**Page excerpt**
---
The Jose Padilla trial is now in the hands of a jury. For those who have followed this trial, the "evidence" presented against Padilla is pathetically weak. To recap the case:
Mr. Padilla, 36, was arrested in 2002 and described as an operative of Al Qaeda plotting to detonate a radioactive “dirty bomb” in the United States. He was detained in a military brig in South Carolina for more than three years, but was transferred to civilian custody here last year, after the Supreme Court considered stepping into the case.
An American citizen, held for 4 years without charges or trial by the American government, in order to protect American citizens. (?)
At that point, Mr. Padilla was added to an existing terrorism conspiracy case against Mr. Hassoun and Mr. Jayyousi. The bomb charges are not part of this Miami case, and lawyers have not been allowed to mention them in the trial.
Editorial commentary from the Christian Science Monitor is here. In a three-part series (one, two, three), Monitor reviews the situation in great depth:
There is a reason the government's case is so thin, legal analysts say. If prosecutors brought the dirty-bomb plot or other alleged illegal actions by Padilla into the Miami case, it would open the door for courtroom scrutiny of the government's use of coercive interrogation techniques against Al Qaeda suspects, including Padilla. And that would have taken jurors deep into the shadowy underside of America's war on terror – a journey in Padilla's case that wends its way from his cell on an isolated wing of the US Naval Consolidated Brig in Charleston, S.C., through covert CIA interrogation sites overseas to an alleged torture chamber in Morocco.
---
**Data under study**
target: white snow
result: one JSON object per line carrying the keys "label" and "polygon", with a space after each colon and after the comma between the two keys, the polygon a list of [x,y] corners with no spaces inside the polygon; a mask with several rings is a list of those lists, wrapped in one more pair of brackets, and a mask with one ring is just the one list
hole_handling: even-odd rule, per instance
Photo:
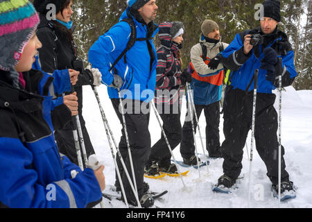
{"label": "white snow", "polygon": [[[113,131],[117,144],[121,136],[121,125],[118,120],[108,98],[106,87],[98,87],[102,105],[110,126]],[[114,166],[107,138],[99,108],[94,93],[89,86],[83,88],[83,116],[87,128],[99,160],[105,165],[104,174],[106,184],[114,185],[115,181]],[[275,104],[278,110],[278,94]],[[282,94],[281,113],[281,143],[285,148],[286,170],[294,185],[297,187],[297,198],[285,201],[281,207],[312,207],[312,90],[295,91],[292,87],[286,87]],[[183,124],[186,113],[186,103],[184,101],[181,114]],[[224,140],[223,133],[223,119],[220,123],[220,142]],[[205,116],[200,118],[202,135],[205,144]],[[153,112],[150,114],[150,133],[152,146],[159,138],[161,130]],[[198,153],[202,153],[199,134],[196,134]],[[248,148],[250,146],[250,132],[247,139]],[[177,160],[182,160],[180,146],[173,151]],[[250,162],[244,148],[243,170],[241,176],[244,178],[238,180],[239,188],[230,194],[216,194],[211,191],[211,185],[216,183],[223,174],[223,159],[209,160],[208,166],[200,168],[200,178],[197,169],[180,167],[181,171],[190,170],[187,176],[183,177],[187,190],[180,177],[166,176],[162,180],[145,178],[151,190],[161,191],[165,189],[168,193],[164,196],[164,201],[156,200],[155,205],[160,207],[248,207],[248,175]],[[209,171],[208,171],[209,170]],[[254,191],[251,196],[251,207],[279,207],[278,200],[272,197],[271,183],[266,176],[266,169],[254,148],[252,161],[252,189]],[[108,202],[105,202],[107,207],[112,207]],[[114,207],[125,207],[121,201],[113,200]]]}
---
**What is needed**
For each statement, say yes or no on whether it agrees with the Padilla trial text, and quote the deciding words. 1. Padilla was held in a military brig in South Carolina for more than three years. 2. The dirty-bomb charges are part of the Miami case. 3. Padilla was arrested in 2004. The material has no connection to the Padilla trial text.

**Final answer**
1. Yes: "He was detained in a military brig in South Carolina for more than three years"
2. No: "The bomb charges are not part of this Miami case"
3. No: "was arrested in 2002"